- EXERCISE OBJECTIVE -
Render the lines below as a Markdown table with the columns "No." and "Line," giving each row its number and skipping any blank lines. Leave the pictures out of your answer.
....
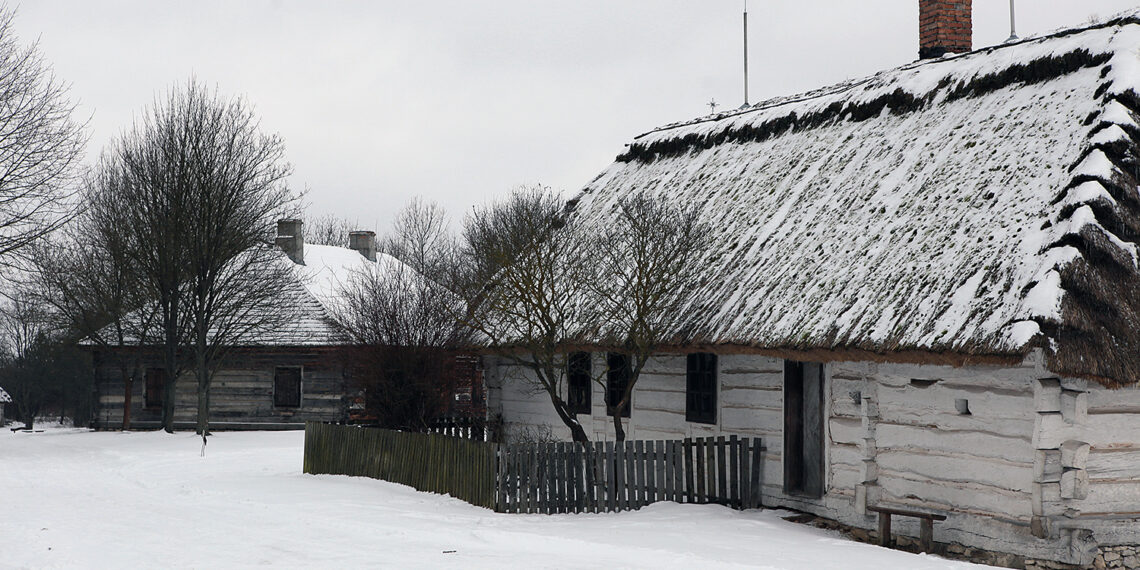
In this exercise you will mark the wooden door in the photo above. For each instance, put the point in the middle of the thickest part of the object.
(804, 410)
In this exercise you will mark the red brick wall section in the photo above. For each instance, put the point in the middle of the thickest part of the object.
(945, 26)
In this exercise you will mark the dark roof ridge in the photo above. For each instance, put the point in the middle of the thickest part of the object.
(1124, 18)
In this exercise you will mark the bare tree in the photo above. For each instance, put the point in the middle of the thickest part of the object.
(195, 188)
(37, 367)
(528, 266)
(405, 325)
(87, 282)
(420, 237)
(645, 266)
(41, 144)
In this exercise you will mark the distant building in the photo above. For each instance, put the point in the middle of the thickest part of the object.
(275, 380)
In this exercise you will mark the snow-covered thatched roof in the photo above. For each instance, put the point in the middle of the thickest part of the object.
(974, 206)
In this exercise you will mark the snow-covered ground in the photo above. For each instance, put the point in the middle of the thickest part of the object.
(71, 498)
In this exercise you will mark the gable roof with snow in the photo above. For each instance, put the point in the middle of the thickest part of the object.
(312, 296)
(974, 206)
(316, 294)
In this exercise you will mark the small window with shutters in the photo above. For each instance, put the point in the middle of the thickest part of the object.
(617, 379)
(578, 383)
(155, 385)
(700, 389)
(287, 387)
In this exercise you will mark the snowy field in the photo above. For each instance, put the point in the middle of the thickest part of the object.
(72, 498)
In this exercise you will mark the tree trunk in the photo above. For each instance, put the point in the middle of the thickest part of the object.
(203, 374)
(168, 391)
(576, 430)
(619, 431)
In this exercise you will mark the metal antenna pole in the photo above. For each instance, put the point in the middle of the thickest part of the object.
(746, 53)
(1012, 23)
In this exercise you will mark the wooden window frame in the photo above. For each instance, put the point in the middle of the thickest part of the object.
(579, 383)
(701, 388)
(617, 374)
(300, 388)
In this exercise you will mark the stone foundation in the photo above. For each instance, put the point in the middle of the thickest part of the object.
(1125, 558)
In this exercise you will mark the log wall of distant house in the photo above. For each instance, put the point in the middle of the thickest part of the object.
(242, 392)
(980, 444)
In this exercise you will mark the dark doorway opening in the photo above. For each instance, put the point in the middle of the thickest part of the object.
(803, 457)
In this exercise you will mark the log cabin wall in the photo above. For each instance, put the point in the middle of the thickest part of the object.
(242, 392)
(1022, 462)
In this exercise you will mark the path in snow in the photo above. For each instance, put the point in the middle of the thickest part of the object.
(81, 499)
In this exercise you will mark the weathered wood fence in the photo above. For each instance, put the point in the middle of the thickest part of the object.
(604, 477)
(461, 467)
(546, 478)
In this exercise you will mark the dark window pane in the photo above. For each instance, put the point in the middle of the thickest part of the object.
(578, 383)
(617, 379)
(700, 389)
(287, 388)
(155, 384)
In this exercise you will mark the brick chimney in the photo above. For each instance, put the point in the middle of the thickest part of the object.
(945, 26)
(364, 242)
(291, 239)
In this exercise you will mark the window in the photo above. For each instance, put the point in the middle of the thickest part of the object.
(155, 385)
(700, 388)
(578, 383)
(287, 387)
(617, 379)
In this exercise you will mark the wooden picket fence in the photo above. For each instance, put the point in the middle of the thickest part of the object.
(457, 466)
(607, 477)
(546, 478)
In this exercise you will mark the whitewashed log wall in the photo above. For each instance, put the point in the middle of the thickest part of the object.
(1022, 462)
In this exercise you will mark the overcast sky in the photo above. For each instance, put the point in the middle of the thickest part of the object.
(459, 100)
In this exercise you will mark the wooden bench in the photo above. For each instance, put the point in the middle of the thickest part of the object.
....
- ANSWER TO THIS EXERCISE -
| No. | Line |
|---|---|
| 1 | In this exercise you will mark the wooden door in the photo above. For each instance, put the point in the middle of the thickest part of the object. |
| 2 | (804, 410) |
| 3 | In this exercise you will mark the red brick wall section in the photo above. For each instance, put the point in the middle of the thickest part of the object. |
| 4 | (945, 26) |
| 5 | In this exercise you will mark the dark roof ridge in the photo above. For each instance, put the point in the middle of the thickest part of the object. |
| 6 | (1124, 18) |
| 7 | In this exercise you will mark the bare tree in the photo above. For each instance, put the point in the middle of the thickest part of the object. |
| 8 | (195, 188) |
| 9 | (37, 367) |
| 10 | (528, 266) |
| 11 | (405, 325) |
| 12 | (87, 282) |
| 13 | (420, 237) |
| 14 | (645, 266) |
| 15 | (41, 144) |
| 16 | In this exercise you will mark the distant building in the photo above. For each instance, put the point in the middle of the thickest part of the object. |
| 17 | (275, 380) |
| 18 | In this exercise you will mark the snow-covered thatched roof in the photo above. For each instance, put the point in the middle of the thickest part of the object. |
| 19 | (974, 206) |
| 20 | In this exercise you will mark the snow-covered ground in the photo above. For each instance, put the point in the middle of the thickest part of the object. |
| 21 | (71, 498) |
| 22 | In this exercise you will mark the gable roof with snow in the photo above. For each instance, put the point in the middle of the thickest part of the object. |
| 23 | (312, 296) |
| 24 | (974, 206) |
| 25 | (316, 294) |
| 26 | In this exercise you will mark the small window with shutters in the photo above. For each instance, put the point in the middle of the thickest part of the object. |
| 27 | (617, 379) |
| 28 | (578, 383) |
| 29 | (155, 385) |
| 30 | (700, 389) |
| 31 | (287, 387) |
| 32 | In this exercise you will mark the snowy field in the photo above. For each instance, put the point in the middle of the thickest part of the object. |
| 33 | (72, 498) |
| 34 | In this exercise you will mark the tree trunk in the photo above. For each instance, put the point in the middle of the thickest part of the object. |
| 35 | (203, 374) |
| 36 | (168, 391) |
| 37 | (576, 430) |
| 38 | (619, 431) |
| 39 | In this exercise you will mark the metal antenna pole in the photo above. For each instance, put the point in the middle of the thickest part of the object. |
| 40 | (746, 53) |
| 41 | (1012, 23) |
| 42 | In this exercise you will mark the wooden window frame in the photo above. For each instance, put the point in the middle of the thickest part of the object. |
| 43 | (579, 383) |
| 44 | (701, 388) |
| 45 | (617, 374) |
| 46 | (300, 388) |
| 47 | In this exercise you will mark the stone foundation in the photo above. For each instance, put the point in the middle of the thickest part of the object. |
| 48 | (1125, 558) |
| 49 | In this exercise you will mark the log wall of distant house in the photo above. For each instance, put the point in the middle of the thickest part of the object. |
| 50 | (242, 392) |
| 51 | (980, 444) |
| 52 | In this exercise you will mark the dark doorway opening in the photo above. For each instance, put the point in the middle of the thickest part of the object. |
| 53 | (803, 457) |
| 54 | In this exercise you will mark the log cabin wall in the photo above. For each instance, put the point in the middle of the thickest part of the object. |
| 55 | (242, 392) |
| 56 | (1022, 462) |
| 57 | In this exercise you will mark the path in snow in the photo above. For each instance, put the point in the middle of the thickest part of the object. |
| 58 | (81, 499) |
| 59 | In this exercise you will mark the weathered wood fence in the photo above. For each instance, put the point in the middle of the thickest part of the object. |
| 60 | (604, 477) |
| 61 | (461, 467) |
| 62 | (546, 478) |
| 63 | In this exercise you will mark the dark window pane in the photo above. For each instance, put the point in the middle of the thickest part of the object. |
| 64 | (578, 383) |
| 65 | (617, 379) |
| 66 | (700, 389) |
| 67 | (287, 388) |
| 68 | (155, 384) |
| 69 | In this exercise you will mark the brick chimney in the photo above. For each instance, put the point in the middle of the thickest part of the object. |
| 70 | (945, 26) |
| 71 | (364, 242) |
| 72 | (291, 239) |
| 73 | In this exercise you will mark the window in the photo above. For each instance, put the point in the middle of the thickest part of the object. |
| 74 | (155, 385) |
| 75 | (700, 388) |
| 76 | (578, 383) |
| 77 | (287, 387) |
| 78 | (617, 379) |
| 79 | In this exercise you will mark the wooden picket fence in the photo above. For each instance, put the point in the middle of the thickest part of the object. |
| 80 | (457, 466) |
| 81 | (607, 477) |
| 82 | (546, 478) |
| 83 | In this exercise you will mark the whitewashed log wall in the photo above. For each instance, put the point in the middle of the thickest part of the object. |
| 84 | (1022, 462) |
| 85 | In this exercise you will mark the overcast sky in the photo above. For each instance, put the point in the middle of the thickest part of the object. |
| 86 | (459, 100) |
| 87 | In this exercise you will mark the wooden bench in the photo above. For each instance, put the point in the middle of the thickest part of the object. |